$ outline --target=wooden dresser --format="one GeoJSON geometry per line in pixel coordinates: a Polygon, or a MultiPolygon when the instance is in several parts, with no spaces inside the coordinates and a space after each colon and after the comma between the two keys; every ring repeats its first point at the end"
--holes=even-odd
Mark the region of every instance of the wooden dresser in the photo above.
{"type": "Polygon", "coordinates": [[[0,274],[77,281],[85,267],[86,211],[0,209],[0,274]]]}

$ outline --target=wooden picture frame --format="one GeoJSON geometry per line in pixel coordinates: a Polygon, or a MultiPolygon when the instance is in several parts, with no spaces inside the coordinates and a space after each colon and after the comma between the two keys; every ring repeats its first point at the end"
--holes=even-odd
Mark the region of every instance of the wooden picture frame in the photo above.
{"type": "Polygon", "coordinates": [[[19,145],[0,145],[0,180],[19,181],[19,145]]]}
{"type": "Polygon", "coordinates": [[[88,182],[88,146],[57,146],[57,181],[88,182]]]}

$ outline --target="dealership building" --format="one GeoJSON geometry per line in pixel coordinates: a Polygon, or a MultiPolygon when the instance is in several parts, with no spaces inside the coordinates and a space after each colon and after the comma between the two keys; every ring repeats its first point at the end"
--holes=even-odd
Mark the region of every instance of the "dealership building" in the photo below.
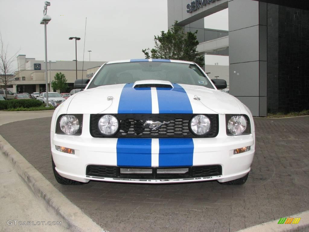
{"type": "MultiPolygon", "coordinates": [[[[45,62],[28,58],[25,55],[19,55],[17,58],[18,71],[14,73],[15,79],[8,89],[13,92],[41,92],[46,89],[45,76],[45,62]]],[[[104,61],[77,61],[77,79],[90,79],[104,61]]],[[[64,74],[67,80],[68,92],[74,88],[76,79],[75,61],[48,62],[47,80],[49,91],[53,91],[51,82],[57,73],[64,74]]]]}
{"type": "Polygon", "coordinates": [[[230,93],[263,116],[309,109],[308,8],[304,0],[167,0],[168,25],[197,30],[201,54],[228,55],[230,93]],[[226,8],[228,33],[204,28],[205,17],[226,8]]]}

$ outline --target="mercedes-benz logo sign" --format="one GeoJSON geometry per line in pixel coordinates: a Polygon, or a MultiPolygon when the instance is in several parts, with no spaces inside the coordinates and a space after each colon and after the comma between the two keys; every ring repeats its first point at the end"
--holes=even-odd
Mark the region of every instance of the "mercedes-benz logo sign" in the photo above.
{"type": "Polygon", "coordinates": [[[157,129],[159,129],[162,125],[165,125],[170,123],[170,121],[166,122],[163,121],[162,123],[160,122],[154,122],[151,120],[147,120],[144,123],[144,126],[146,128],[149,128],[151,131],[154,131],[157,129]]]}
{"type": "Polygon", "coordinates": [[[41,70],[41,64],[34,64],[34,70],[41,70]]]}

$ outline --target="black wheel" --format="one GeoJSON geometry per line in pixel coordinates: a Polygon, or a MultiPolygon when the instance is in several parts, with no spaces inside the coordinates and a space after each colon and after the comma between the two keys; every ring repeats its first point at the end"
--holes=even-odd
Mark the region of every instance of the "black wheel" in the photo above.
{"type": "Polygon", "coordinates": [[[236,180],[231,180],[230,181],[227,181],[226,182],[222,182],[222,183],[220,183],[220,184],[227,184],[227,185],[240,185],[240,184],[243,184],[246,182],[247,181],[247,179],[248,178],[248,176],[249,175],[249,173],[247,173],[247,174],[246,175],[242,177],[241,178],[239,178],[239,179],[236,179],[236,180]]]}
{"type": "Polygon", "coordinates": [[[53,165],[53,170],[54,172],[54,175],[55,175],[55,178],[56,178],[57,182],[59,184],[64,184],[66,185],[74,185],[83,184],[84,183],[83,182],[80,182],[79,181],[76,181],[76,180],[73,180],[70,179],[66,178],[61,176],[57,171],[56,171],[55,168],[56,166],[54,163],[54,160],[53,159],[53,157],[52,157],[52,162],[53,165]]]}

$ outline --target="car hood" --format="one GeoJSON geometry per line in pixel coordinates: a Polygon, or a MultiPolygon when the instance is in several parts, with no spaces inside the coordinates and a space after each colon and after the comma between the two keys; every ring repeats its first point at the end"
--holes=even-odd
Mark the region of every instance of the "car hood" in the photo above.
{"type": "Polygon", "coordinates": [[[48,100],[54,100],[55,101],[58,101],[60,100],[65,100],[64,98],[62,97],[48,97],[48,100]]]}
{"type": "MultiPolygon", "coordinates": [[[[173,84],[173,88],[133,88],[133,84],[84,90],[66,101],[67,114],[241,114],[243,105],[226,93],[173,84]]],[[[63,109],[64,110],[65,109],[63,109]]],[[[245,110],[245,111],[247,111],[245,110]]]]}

○ ○ ○ ○ ○ ○ ○

Given request → Give all the rows again with "wooden" swapped for "oak" and nothing else changed. Leave the pictures out.

Task output →
$ outline --target=oak dresser --format="one GeoJSON geometry per line in pixel coordinates: a Polygon, or a MultiPolygon when the instance is in several parts, with no spaces inside the coordinates and a space after each colon and after the comma between the two keys; every ring repeats its first point at the end"
--holes=even-odd
Mark the region of every instance of the oak dresser in the photo above.
{"type": "Polygon", "coordinates": [[[0,274],[77,281],[85,267],[86,211],[0,209],[0,274]]]}

$ outline --target=oak picture frame --format="one GeoJSON geometry per line in pixel coordinates: a Polygon, or a MultiPolygon when the instance is in several parts, with no spaces inside the coordinates and a space after each colon and after the comma between the two keys; every ring repeats its first point at the end"
--holes=even-odd
Mark the region of every instance of the oak picture frame in the photo above.
{"type": "Polygon", "coordinates": [[[19,145],[0,145],[0,180],[19,181],[19,145]]]}
{"type": "Polygon", "coordinates": [[[88,182],[88,146],[57,146],[57,181],[88,182]]]}

$ outline --target="dealership building" --format="one GeoJSON geometry per line in pixel coordinates: a Polygon, or a MultiPolygon when the instance is in several parts, with no spaces inside the coordinates and a space after each colon and after the comma between the two keys; every ring repeats its first point at the end"
--holes=even-odd
Mark the region of every instance of the "dealership building" in the photo below.
{"type": "MultiPolygon", "coordinates": [[[[45,62],[28,58],[25,55],[19,55],[17,58],[18,71],[14,73],[15,79],[8,89],[13,92],[41,92],[46,89],[45,76],[45,62]]],[[[104,61],[77,61],[77,79],[90,79],[104,61]]],[[[64,74],[67,80],[68,92],[74,88],[76,79],[75,61],[48,62],[47,80],[49,91],[53,91],[51,82],[57,73],[64,74]]]]}
{"type": "Polygon", "coordinates": [[[230,93],[263,116],[309,109],[308,8],[304,0],[167,0],[168,25],[197,30],[201,54],[228,55],[230,93]],[[226,8],[228,33],[204,28],[205,17],[226,8]]]}

$ outline --target="mercedes-benz logo sign" --format="one GeoJSON geometry per line in pixel coordinates: a Polygon, or a MultiPolygon when the instance is in several parts, with no spaces inside the coordinates and a space after each colon and after the comma between the two keys; every ring repeats its first point at the end"
--holes=even-odd
Mark the region of every instance of the "mercedes-benz logo sign" in the photo above.
{"type": "Polygon", "coordinates": [[[157,129],[159,129],[162,125],[165,125],[170,123],[170,121],[166,122],[163,121],[162,123],[160,122],[154,122],[151,120],[147,120],[144,123],[144,126],[146,128],[149,128],[151,131],[154,131],[157,129]]]}
{"type": "Polygon", "coordinates": [[[41,70],[41,64],[34,64],[34,70],[41,70]]]}

$ outline --target="black wheel" --format="one GeoJSON geometry per line in pixel coordinates: a Polygon, or a MultiPolygon when the instance is in several parts, with no spaces inside the coordinates and a space after each colon and after the comma between the two keys; every ring repeats its first point at the end"
--holes=even-odd
Mark the region of every instance of the "black wheel" in the photo above.
{"type": "Polygon", "coordinates": [[[236,180],[231,180],[230,181],[227,181],[226,182],[222,182],[222,183],[220,183],[220,184],[227,184],[227,185],[240,185],[240,184],[243,184],[246,182],[247,181],[247,179],[248,178],[248,176],[249,175],[249,173],[247,173],[247,174],[246,175],[242,177],[241,178],[239,178],[239,179],[236,179],[236,180]]]}
{"type": "Polygon", "coordinates": [[[53,165],[53,170],[54,172],[54,175],[55,175],[55,178],[56,178],[57,182],[59,184],[64,184],[66,185],[74,185],[83,184],[84,183],[83,182],[80,182],[79,181],[76,181],[76,180],[73,180],[70,179],[66,178],[61,176],[57,171],[56,171],[55,168],[56,166],[54,163],[54,160],[53,159],[53,157],[52,157],[52,162],[53,165]]]}

$ outline --target="car hood" --format="one GeoJSON geometry per line in pixel coordinates: a Polygon, or a MultiPolygon when the instance is in several parts, with no spaces inside the coordinates and a space after each colon and after the comma between the two keys; every ring repeats its first point at the end"
--holes=even-odd
Mark the region of every instance of the "car hood" in the photo above.
{"type": "Polygon", "coordinates": [[[48,100],[54,100],[55,101],[58,101],[60,100],[65,100],[64,98],[62,97],[48,97],[48,100]]]}
{"type": "MultiPolygon", "coordinates": [[[[173,84],[173,88],[133,88],[133,84],[84,90],[66,101],[67,114],[241,114],[243,105],[226,93],[173,84]]],[[[63,109],[64,110],[65,109],[63,109]]],[[[245,110],[245,111],[247,111],[245,110]]]]}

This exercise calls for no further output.